Consignes:
**1.** Répondez aux questions suivantes d'après le billet sur Cannes 2022 ci-dessous :
(a) En quelle année a eu lieu le premier festival de Cannes de l'auteur ?
(b) En quel mois s'est tenue l'édition 2021 ?
(c) Quels deux anniversaires l'auteur célébrait-il en mai 2022 ?
**2.** Pour chaque affirmation, indiquez si elle concorde avec le billet sur Cannes 2022 ci-dessous, en citant les mots du texte qui tranchent :
(a) L'édition 2021 s'est déroulée en mai.
(b) L'affiche de 2012 était en noir et blanc.
(c) Selon le texte, la guerre a disparu.
**3.** Poursuivez, s'il vous plaît, le billet sur Cannes 2022 ci-dessous à partir de sa dernière phrase.

Texte fourni:
Festivals de Cinéma

Cannes 2022

Posted by Barbara GOVAERTS

Voilà qu’après une année off due au COVID (2020), puis une annulation de dernière minute (de mon côté) de cette « édition de reprise » (elle eut lieu en juillet 2021 et non en mai, autant dire que ce fut une vraie fausse édition, je me rassure comme je peux d’avoir manqué Cannes 2021 !), j’ai pu faire – en ce moi de mai 2022 – mon retour sur la croisette.

Tant attendu et espéré, il m’a profondément remplie de joie d’autant que je célébrais mes 10 ans de festival et mon 40ème anniversaire. L’émotion de ces retrouvailles avec la bulle cannoise à laquelle s’ajoutait celle des souvenirs de ma première fois (en 2012 donc lorsque la grande Marylin soufflait sa bougie sur cette belle affiche en noir et blanc), ont créé un bouillonnement interne qui me fut fort bénéfique.

J’aimerais déjà revenir sur cette bulle cannoise que j’évoquais plus haut. Elle est incroyable et distille des sensations diffuses. Je m’explique.

J’ai à nouveau pu faire l’expérience (car oui vivre le festival de Cannes est une expérience) de ce quotidien fait de cinéma, uniquement de cinéma. Cannes (le Festival) est un monde dans le monde. Plus rien d’autre n’existe lorsque vous êtes à Cannes mais tout existe en même temps, très fort et encore plus puissamment. Cannes est en fait la résonance du monde à la fois fermé sur lui même (à lui seul il représente le cinéma et tout le cinéma) et totalement ouvert sur la vie, les sociétés, les hommes et les femmes qui nous entourent. Il est totalement aux prises avec les réalités d’un monde en mouvement qui sort tout groggy d’une phase immobile imposée par une pandémie qui nous aura tous heurtés de près ou de loin, et qui redécouvre les réalités mortifères de nos limites à tous, nous humains. Alors que nous aurions pu rêver à un monde meilleur, débarrassé de nos habitudes les plus mauvaises, nous découvrons que la guerre est toujours là – et plus proche de nous encore – des hommes, des femmes, des enfants meurent toujours noyés en mer, la barrière entre les riches et les pauvres est encore plus forte… Les inégalités vont bon train et le monde avance bon an mal an.

Données d'entrée:
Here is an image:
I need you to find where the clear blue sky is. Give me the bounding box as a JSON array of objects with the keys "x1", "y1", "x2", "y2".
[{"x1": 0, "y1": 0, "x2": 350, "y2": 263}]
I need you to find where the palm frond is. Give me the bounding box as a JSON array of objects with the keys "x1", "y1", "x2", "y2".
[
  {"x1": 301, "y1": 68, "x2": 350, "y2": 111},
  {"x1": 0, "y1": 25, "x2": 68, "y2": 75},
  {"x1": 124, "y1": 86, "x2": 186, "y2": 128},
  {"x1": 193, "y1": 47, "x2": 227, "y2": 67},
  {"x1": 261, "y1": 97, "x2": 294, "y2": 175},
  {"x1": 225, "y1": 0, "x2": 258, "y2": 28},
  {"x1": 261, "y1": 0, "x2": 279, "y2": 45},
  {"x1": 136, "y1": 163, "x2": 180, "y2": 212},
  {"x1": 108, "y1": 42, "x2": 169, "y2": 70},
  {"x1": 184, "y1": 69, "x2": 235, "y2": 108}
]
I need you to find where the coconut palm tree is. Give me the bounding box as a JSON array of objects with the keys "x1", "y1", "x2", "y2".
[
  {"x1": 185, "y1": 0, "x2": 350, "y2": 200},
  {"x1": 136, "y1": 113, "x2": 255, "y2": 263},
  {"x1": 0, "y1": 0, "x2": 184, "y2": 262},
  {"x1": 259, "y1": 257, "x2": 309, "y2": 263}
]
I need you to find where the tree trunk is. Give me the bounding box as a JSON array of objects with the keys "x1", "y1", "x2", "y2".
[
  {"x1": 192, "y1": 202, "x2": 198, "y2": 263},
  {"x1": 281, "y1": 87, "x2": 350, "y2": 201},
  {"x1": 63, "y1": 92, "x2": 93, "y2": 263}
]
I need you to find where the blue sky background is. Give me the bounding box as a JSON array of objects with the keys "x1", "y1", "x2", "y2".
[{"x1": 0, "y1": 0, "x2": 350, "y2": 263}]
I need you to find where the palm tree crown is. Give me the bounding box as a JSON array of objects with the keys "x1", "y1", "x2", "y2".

Réponses numérotées:
**1.**
(a) En 2012.
(b) En juillet.
(c) Ses 10 ans de festival et son 40e anniversaire.

**2.**
(a) Non : « elle eut lieu en juillet 2021 et non en mai ».
(b) Oui : « cette belle affiche en noir et blanc ».
(c) Non : « nous découvrons que la guerre est toujours là ».

**3.**
C’est exactement ce que donne à voir le plus grand festival de cinéma au monde qu’est Cannes. S’il est facile de perdre pied avec la réalité des nouvelles quotidiennes tant on est happé par le quotidien du festival et des films à découvrir chaque jour (clairement la priorité à Cannes), le festival nous emmène justement au coeur de ce qu’il se passe dans le monde, sur notre planète et c’est exactement en cela qu’il résonne si fort. Il est l’écrin du cinéma mondial et le miroir de nos sociétés.

Les films que j’ai vus disent cela. Rapide flashback sur les 6 films que j’ai visionnés, sans grand coup de coeur vibrant mais un vrai et pur plaisir de découverte.

Pamfir présenté à La Quinzaine des réalisateurs

Un film ukrainien qui raconte l’histoire d’un homme broyé par la contrebande.

Lorsque la pauvreté vous mène jusqu’aux bas fonds… Comment rester un homme brave et honnête lorsque l’on franchit les frontières de la légalité. Un film qui mêle tragédie grecque et sens du récit. Sans dire que j’ai été happée, j’ai suivi avec intérêt le parcours semé d’embuches de cet homme qui tente de faire de son fils… un Homme. Un Homme combatif, mais éduqué et capable de discernement. Pour mieux faire face à l’adversité. Un film qui nous donne à voir la vie et le quotidien dans une contrée reculée d’une Ukraine en proie à la violence.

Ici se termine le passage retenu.